◆ **Study material**

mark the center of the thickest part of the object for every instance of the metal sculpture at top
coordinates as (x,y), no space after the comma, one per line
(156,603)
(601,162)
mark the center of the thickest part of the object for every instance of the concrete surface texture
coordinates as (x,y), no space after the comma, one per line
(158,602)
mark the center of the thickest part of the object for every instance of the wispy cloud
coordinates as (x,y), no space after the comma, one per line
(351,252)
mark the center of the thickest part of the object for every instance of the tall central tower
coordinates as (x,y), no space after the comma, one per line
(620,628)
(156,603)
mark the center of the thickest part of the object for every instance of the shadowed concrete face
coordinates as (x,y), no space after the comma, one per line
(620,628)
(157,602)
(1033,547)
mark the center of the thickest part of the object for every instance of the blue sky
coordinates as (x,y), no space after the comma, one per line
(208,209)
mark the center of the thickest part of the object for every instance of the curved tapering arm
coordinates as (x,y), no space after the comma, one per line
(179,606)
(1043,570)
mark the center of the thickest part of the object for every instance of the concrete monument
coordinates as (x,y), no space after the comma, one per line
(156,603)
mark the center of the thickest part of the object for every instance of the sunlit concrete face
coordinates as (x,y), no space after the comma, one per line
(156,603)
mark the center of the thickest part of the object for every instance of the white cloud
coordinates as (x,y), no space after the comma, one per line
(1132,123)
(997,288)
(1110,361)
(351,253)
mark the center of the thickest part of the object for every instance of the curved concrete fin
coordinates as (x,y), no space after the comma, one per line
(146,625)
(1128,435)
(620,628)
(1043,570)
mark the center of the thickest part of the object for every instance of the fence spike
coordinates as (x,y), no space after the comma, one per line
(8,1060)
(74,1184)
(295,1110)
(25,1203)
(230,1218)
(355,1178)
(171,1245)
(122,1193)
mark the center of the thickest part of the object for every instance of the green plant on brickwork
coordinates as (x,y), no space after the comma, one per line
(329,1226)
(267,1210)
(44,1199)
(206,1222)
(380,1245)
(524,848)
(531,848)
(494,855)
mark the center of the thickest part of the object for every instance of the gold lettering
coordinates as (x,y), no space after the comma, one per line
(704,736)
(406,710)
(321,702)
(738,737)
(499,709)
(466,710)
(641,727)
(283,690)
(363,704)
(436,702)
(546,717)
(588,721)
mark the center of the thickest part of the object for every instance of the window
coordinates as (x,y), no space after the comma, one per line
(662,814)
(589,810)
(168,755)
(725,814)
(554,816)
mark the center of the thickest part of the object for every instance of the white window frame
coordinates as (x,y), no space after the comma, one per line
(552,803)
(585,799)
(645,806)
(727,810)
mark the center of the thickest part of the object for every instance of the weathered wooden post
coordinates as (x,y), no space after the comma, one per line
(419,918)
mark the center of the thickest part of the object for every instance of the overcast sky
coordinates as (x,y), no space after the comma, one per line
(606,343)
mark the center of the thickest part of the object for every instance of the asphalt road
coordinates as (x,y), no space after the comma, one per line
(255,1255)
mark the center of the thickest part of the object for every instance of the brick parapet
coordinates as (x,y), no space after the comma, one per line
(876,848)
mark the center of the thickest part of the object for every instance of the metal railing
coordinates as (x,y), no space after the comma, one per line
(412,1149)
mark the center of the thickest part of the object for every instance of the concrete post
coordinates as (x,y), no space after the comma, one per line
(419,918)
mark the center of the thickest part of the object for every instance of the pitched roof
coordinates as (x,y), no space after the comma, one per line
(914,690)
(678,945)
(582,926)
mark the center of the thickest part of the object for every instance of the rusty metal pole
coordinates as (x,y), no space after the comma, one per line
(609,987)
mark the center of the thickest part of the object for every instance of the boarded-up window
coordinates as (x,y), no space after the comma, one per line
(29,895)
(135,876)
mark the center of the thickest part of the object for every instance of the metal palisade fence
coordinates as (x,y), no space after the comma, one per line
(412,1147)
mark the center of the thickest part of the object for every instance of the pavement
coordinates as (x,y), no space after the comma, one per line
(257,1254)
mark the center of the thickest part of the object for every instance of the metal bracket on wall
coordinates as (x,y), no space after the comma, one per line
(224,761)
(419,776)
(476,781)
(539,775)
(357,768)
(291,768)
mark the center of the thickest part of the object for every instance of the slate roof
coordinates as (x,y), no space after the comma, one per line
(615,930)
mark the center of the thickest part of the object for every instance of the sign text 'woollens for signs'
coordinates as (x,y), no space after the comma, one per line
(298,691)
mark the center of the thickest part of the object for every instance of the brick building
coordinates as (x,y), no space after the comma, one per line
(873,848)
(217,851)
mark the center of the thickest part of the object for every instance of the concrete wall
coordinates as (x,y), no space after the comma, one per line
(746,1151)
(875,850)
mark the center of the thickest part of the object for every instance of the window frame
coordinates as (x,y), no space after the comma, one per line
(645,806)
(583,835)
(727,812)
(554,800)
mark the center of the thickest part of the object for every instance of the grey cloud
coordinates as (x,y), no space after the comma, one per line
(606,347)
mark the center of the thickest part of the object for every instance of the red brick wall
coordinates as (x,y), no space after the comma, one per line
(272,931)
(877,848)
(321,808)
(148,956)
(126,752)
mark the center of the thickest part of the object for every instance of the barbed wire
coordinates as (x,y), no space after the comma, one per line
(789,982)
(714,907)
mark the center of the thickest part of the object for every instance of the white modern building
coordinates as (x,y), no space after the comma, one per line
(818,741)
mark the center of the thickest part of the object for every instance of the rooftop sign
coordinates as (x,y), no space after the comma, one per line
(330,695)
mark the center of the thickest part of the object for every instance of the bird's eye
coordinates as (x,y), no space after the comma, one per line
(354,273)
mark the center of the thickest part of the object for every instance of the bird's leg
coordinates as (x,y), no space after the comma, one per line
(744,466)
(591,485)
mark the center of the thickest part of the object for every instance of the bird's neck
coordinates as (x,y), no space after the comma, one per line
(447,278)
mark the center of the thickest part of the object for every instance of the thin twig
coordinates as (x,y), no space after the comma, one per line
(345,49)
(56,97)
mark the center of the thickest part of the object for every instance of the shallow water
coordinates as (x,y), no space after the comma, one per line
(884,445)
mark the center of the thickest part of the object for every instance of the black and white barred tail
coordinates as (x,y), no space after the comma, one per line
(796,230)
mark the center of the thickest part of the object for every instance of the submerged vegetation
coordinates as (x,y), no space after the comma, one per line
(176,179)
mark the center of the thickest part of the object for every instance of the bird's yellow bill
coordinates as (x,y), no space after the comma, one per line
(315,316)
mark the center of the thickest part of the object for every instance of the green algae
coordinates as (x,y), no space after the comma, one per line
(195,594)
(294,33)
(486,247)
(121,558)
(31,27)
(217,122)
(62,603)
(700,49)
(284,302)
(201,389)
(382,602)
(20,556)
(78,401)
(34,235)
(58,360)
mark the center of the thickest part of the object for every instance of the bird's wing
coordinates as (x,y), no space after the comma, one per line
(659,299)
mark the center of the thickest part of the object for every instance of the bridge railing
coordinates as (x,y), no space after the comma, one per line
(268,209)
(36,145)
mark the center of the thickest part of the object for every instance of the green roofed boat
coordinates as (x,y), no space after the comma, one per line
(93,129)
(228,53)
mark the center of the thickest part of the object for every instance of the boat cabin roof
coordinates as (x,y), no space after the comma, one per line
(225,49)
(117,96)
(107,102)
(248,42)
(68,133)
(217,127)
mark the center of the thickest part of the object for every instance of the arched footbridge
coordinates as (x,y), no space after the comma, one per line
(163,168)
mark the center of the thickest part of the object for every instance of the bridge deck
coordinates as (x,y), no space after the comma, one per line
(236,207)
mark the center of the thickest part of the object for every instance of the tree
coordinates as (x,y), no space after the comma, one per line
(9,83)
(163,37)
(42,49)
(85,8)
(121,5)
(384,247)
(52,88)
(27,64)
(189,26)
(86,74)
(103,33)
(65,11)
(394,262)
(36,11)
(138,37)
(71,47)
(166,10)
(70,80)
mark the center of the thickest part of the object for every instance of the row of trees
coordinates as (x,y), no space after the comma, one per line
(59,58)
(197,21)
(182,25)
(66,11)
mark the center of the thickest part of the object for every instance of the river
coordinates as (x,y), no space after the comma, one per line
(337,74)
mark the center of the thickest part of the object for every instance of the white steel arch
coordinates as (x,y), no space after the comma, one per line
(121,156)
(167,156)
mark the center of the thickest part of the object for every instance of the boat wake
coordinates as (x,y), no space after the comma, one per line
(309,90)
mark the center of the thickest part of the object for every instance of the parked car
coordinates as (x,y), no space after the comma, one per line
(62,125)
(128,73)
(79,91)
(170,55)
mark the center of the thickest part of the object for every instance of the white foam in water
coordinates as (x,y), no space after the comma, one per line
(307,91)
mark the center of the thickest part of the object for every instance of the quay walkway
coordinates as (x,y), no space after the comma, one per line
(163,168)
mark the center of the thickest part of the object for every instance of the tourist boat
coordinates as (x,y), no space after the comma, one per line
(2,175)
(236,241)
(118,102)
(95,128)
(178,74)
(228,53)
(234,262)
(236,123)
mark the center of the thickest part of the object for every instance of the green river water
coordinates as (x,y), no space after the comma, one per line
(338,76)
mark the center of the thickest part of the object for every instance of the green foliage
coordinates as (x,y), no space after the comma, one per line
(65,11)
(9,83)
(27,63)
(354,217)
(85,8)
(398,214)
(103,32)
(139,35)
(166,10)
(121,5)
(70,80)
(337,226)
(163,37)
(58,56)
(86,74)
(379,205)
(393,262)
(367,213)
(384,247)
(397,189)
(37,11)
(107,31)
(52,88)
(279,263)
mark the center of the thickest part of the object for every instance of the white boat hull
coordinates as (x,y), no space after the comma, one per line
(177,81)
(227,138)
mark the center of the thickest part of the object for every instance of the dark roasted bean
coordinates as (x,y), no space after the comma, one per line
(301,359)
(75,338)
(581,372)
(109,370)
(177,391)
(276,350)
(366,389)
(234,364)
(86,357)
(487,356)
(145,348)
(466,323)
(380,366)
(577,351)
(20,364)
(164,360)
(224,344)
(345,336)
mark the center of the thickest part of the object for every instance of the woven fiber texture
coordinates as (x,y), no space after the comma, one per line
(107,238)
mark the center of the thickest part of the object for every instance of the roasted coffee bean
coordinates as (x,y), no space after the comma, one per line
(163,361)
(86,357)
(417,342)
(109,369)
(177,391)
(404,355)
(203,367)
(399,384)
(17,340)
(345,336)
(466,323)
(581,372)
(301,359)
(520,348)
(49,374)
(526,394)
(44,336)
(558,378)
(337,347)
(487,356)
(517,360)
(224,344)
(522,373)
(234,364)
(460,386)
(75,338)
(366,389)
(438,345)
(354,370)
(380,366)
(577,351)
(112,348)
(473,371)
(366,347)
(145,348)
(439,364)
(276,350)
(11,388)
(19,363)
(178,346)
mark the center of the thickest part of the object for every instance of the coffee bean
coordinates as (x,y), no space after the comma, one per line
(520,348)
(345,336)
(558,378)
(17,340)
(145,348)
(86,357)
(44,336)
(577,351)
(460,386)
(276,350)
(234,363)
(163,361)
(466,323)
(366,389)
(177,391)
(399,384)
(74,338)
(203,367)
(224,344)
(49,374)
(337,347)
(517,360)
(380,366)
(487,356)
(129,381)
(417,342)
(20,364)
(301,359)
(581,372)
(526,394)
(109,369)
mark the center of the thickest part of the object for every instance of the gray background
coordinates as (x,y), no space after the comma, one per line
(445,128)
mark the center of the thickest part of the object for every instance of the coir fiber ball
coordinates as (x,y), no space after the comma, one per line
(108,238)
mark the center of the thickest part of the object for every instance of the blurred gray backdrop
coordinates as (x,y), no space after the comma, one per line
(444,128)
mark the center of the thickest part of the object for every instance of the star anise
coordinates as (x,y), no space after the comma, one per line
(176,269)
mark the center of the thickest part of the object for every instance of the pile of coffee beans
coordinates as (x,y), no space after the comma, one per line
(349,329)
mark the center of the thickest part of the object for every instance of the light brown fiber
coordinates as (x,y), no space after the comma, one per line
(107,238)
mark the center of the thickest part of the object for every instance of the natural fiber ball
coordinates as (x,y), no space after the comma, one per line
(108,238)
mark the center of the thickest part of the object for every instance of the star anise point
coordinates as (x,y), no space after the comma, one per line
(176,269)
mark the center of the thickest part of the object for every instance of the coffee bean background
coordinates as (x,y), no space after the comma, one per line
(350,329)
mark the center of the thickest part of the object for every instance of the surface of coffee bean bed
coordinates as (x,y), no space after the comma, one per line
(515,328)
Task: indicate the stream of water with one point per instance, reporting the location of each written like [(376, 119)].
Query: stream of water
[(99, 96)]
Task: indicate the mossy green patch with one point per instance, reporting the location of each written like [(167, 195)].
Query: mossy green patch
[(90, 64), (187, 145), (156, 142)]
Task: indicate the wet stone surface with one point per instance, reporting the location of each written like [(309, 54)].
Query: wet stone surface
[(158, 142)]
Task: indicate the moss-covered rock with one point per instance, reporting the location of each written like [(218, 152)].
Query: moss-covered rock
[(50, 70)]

◆ **Task details**
The answer should hold exactly the lines running from the one with "light brown fiber" to the final line of the data, both ends counted.

◆ **Task solution**
mark the center of the thickest part of the object for every instance of the light brown fiber
coordinates as (x,y), no space after the comma, one per line
(107,238)
mark the center of the thickest part of the object for every instance of the natural fiber ball
coordinates as (x,y), no space after the comma, one per line
(108,238)
mark the center of the thickest part of the object for every instance of the star anise point
coordinates as (x,y), no space after the comma, one per line
(176,269)
mark the center of the thickest part of the object for every instance of the coffee bean background
coordinates as (x,y), no space after the comma, one per line
(350,329)
mark the center of the thickest part of the object for every instance of the surface of coffee bean bed
coordinates as (x,y), no space after the comma, one per line
(515,328)
Task: indicate the stream of water with one point per instance, reporting the location of each written like [(376, 119)].
Query: stream of water
[(99, 96)]
Task: indicate the mossy green patch with one point per instance, reporting the location of each written like [(167, 195)].
Query: mossy green patch
[(90, 64), (187, 145), (156, 142)]
Task: indicate the wet stone surface with one point per instance, reporting the location of each written like [(309, 54)].
Query: wet stone surface
[(158, 142)]
Task: indicate the moss-covered rock with one point per instance, reporting the location of each written like [(218, 152)].
Query: moss-covered rock
[(50, 70)]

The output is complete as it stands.